▶ WHAT YOU WILL DO
Write the entries out again in full and unchanged, dropping every image.

⁂

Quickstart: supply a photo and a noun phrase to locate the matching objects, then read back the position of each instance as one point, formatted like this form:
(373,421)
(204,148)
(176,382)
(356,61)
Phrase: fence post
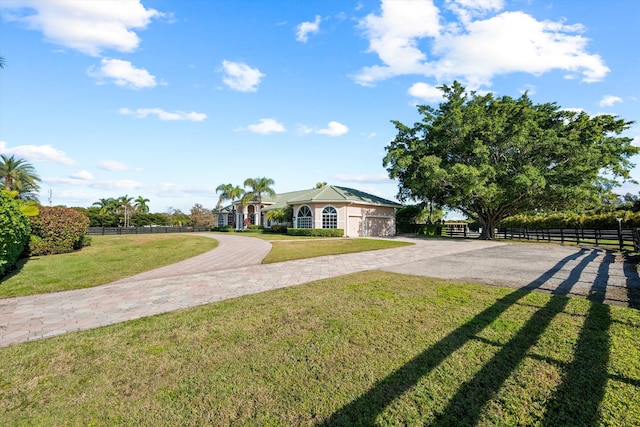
(620,233)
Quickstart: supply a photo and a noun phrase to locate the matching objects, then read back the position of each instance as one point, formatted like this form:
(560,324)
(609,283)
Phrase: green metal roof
(326,194)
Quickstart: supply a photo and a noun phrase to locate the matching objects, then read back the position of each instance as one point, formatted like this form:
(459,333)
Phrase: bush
(316,232)
(224,228)
(606,221)
(57,230)
(277,229)
(14,231)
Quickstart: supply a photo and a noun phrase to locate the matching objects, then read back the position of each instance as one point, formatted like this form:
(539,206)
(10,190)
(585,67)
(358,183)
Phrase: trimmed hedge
(14,231)
(57,230)
(607,221)
(316,232)
(277,229)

⁂

▶ EXERCISE SOLUTION
Quickstart: supply a photo and a noun phrase to locate the matching objects, then read back the position of each instance as one point, formatted like this form:
(373,421)
(204,148)
(176,382)
(356,61)
Phrase: fence post
(620,233)
Quickstart: supply a photo and a noun phrase to locate the matching objects, then read back the position of each instance as one point, formatted like this form:
(560,324)
(609,283)
Phrase: green metal roof
(326,194)
Quickstart: supply a photo and a noun phrase to locate the matching objects, then read back the position of each instance as one point, formatted like this form:
(459,333)
Phrase: bush
(316,232)
(224,228)
(606,221)
(57,230)
(277,229)
(14,231)
Quickstart: supply a photo and a noun phrase to locate the matching objects, then read back the position of each instance as one point, formatted like this form:
(539,206)
(10,190)
(585,67)
(358,183)
Phrase: trimmed hedge
(14,231)
(57,230)
(607,221)
(316,232)
(277,229)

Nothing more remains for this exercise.